====== READING TEXT
Yes, it might be tempting to pull the trigger and sell high.  You would walk away as a winner.  Before you do that.  Let’s look at how an all-bond portfolio might serve you in retirement.

For this exercise, let us assume that you are now sitting on $1,000,000 in your 401K.  At retirement, you want to draw down 4% per year.  How would an asset allocation of 100% in bonds hold up over the course of 30 years?  To find out, I am going to run this test based on the Monte Carlo method by using the Vanguard Retirement Nest Egg Calculator.

There is a 69% chance that your savings will last 30 years.  I do not like those odds.  I especially do not like them for a person who retires early.

What about if a person wants that $1,000,000 to last 40 years?  The percentages are getting much worse.  There is now only a 36% chance that money will last 40 years.

Could you imagine going broke after being retired for 40 years?  What would you do?  Would you go back to work?  Who would hire you at such an advanced age?  Sure, employers cannot discriminate, but let’s be honest about the opportunities for someone who has been unemployed for that long.

What could an investor do to improve the chances of their savings lasting 30 years or even 40 years for those who enter early retirement?  In Benjamin Graham’s book The Intelligent Investor, he gave a few suggestions for defensive investors.  He suggests that a balanced portfolio made up of 50 in equities and 50% in bonds is a good place to start.  He also suggested that an investor should never exceed an asset allocation of 75/25.  In other words, an investor should never have more than 75% or less than 25% in equities or bonds.
============
TASK REQUIREMENTS =>
Answer these questions from the text on all-bond retirement portfolios:
1. What percentage does the text assume is drawn down each year in retirement?
2. With 100% in bonds, what is the chance that the savings last 30 years?
3. What balanced split between equities and bonds does Benjamin Graham suggest as a good place to start?
====== DATA LINES
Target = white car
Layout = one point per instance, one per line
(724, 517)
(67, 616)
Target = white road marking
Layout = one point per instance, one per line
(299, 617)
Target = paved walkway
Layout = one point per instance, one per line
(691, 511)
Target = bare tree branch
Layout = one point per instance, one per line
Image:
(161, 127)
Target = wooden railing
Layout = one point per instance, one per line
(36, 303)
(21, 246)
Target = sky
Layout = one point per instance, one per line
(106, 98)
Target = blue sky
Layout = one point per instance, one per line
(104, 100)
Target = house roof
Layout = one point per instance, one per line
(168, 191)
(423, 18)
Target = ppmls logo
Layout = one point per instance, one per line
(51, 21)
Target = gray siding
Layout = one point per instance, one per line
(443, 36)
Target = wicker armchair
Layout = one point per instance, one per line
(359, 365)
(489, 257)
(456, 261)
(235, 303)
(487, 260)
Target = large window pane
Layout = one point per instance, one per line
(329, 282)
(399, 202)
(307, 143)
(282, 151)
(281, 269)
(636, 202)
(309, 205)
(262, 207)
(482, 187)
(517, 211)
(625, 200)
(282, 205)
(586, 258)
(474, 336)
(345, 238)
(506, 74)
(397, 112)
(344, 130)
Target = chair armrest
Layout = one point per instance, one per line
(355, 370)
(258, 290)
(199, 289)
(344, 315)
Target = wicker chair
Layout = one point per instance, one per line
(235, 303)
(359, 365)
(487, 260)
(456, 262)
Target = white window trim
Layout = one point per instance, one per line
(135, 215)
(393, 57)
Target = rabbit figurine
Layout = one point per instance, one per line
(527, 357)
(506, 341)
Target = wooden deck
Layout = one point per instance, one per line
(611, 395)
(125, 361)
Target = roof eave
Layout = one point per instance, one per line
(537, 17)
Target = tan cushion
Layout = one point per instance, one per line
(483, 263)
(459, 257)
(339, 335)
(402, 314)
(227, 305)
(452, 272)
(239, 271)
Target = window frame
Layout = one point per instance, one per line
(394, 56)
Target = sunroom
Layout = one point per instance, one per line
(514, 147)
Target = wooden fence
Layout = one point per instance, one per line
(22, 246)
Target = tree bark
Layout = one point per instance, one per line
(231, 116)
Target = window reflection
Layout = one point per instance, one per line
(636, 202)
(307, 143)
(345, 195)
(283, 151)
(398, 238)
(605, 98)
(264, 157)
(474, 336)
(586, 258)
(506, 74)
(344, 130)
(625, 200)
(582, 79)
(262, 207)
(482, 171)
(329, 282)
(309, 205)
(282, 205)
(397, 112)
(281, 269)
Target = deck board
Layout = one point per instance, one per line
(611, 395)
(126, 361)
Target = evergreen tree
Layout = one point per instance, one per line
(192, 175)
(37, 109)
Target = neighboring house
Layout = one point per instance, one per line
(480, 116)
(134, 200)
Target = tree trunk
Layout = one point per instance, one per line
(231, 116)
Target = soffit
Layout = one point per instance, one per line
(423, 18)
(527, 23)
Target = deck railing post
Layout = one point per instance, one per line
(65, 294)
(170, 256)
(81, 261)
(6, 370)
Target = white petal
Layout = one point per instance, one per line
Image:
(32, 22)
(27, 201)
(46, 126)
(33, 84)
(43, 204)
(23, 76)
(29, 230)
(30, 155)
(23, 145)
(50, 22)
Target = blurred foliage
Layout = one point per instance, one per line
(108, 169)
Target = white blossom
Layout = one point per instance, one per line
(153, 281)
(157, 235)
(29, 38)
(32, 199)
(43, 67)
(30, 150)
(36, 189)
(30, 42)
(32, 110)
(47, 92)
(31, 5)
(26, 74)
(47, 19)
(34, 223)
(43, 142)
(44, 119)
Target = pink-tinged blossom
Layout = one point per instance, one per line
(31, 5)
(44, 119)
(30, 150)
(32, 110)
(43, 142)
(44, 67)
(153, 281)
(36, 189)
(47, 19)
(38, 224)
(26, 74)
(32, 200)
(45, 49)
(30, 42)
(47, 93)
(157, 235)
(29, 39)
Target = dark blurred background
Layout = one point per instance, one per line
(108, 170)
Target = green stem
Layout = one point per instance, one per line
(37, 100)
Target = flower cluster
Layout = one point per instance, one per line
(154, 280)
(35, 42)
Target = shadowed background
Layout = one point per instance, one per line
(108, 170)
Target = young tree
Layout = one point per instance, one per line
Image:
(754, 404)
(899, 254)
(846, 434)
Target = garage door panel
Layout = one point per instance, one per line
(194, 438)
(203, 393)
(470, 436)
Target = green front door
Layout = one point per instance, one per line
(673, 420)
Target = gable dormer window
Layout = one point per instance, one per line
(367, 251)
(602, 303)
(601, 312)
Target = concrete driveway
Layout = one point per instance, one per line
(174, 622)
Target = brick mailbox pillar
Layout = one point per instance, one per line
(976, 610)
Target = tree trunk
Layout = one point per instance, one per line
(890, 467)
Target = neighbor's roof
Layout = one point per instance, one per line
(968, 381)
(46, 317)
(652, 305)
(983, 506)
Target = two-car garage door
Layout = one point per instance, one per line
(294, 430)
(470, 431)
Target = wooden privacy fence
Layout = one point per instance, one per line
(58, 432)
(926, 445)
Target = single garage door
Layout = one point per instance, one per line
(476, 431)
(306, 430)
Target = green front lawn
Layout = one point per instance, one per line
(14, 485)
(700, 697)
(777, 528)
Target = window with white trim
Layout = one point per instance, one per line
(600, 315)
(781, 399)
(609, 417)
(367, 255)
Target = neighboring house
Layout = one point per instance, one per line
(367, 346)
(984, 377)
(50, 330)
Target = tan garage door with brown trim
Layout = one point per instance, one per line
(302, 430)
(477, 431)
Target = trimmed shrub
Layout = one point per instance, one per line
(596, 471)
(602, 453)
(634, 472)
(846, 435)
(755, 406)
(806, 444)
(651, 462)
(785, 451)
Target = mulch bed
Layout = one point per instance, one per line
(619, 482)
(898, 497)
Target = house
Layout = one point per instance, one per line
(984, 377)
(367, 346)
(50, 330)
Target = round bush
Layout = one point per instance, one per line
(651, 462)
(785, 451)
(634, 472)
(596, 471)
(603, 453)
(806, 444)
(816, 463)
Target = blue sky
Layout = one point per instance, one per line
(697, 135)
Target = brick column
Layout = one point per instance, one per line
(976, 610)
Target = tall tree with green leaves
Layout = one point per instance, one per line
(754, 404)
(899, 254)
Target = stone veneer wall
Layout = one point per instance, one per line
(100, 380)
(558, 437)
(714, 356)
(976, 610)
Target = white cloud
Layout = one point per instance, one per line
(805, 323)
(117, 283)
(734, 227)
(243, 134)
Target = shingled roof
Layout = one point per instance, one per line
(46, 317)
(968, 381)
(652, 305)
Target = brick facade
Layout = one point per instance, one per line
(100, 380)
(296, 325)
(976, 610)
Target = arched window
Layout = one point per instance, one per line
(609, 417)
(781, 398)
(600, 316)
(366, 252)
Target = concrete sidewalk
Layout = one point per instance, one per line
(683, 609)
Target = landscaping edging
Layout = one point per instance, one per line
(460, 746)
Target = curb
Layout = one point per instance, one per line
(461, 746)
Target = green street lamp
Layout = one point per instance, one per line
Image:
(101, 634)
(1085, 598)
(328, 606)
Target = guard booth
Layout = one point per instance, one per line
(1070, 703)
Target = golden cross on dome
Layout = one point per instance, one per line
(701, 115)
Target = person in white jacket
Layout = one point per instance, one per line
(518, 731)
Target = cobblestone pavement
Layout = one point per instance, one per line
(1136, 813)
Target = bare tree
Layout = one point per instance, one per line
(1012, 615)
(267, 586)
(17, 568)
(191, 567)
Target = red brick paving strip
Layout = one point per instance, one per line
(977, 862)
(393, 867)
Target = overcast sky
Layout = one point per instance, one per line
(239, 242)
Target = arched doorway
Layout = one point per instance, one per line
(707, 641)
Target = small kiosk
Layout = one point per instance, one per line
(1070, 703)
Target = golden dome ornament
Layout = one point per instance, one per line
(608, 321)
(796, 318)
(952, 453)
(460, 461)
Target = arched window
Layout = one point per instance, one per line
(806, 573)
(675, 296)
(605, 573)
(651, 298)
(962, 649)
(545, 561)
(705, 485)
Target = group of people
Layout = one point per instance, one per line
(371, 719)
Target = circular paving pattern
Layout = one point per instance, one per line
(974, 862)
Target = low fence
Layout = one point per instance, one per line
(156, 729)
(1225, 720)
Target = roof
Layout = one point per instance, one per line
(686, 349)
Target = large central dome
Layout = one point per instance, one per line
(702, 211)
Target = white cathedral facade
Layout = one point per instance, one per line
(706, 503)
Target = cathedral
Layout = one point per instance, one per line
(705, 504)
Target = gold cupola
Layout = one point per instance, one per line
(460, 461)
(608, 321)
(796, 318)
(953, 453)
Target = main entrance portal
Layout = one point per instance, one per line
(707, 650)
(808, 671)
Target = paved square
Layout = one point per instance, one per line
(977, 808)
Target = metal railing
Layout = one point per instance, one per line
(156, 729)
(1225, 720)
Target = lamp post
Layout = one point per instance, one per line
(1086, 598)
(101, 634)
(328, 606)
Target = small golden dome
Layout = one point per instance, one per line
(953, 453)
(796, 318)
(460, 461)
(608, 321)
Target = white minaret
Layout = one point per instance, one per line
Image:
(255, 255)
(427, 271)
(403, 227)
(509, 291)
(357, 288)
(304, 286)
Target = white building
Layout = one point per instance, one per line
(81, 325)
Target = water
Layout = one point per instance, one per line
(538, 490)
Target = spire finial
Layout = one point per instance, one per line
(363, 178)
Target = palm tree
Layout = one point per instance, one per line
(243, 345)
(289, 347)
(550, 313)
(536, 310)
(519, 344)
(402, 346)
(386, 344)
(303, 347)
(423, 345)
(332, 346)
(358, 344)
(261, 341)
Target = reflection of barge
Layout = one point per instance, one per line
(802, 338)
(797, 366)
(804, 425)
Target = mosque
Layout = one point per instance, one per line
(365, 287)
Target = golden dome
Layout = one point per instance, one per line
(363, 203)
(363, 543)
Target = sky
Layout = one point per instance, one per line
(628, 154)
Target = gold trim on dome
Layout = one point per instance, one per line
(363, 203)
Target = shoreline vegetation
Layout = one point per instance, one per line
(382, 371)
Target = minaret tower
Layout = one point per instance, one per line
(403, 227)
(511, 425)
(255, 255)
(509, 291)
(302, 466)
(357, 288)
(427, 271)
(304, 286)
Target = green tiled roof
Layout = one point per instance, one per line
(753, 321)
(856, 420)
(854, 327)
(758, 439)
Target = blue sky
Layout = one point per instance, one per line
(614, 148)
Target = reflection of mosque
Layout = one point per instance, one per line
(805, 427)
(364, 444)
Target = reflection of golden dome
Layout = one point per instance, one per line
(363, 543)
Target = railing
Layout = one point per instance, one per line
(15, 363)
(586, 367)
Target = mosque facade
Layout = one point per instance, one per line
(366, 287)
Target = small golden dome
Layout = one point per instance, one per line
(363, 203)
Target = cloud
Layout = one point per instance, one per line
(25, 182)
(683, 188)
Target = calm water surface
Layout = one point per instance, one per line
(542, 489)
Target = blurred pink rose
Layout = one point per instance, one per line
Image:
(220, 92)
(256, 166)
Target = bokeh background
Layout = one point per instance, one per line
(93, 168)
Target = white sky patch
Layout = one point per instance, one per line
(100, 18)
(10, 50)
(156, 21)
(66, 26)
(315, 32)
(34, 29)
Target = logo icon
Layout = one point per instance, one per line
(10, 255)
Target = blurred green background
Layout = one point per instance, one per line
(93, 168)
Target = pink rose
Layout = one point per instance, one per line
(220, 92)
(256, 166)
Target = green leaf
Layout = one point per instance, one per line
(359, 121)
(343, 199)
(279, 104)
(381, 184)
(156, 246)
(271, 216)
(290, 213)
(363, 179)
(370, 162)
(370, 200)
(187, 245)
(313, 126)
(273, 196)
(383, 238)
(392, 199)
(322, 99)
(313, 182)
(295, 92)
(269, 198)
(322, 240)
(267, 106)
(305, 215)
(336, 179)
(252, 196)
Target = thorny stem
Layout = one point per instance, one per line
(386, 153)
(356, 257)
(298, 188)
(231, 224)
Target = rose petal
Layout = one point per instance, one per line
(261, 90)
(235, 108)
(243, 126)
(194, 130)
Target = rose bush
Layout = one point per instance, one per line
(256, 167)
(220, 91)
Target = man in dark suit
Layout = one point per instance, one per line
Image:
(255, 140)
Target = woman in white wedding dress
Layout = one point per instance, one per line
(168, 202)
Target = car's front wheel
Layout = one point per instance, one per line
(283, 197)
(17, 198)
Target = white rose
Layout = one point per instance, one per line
============
ANSWER BELOW =>
1. 4%
2. 69%
3. 50% in equities and 50% in bonds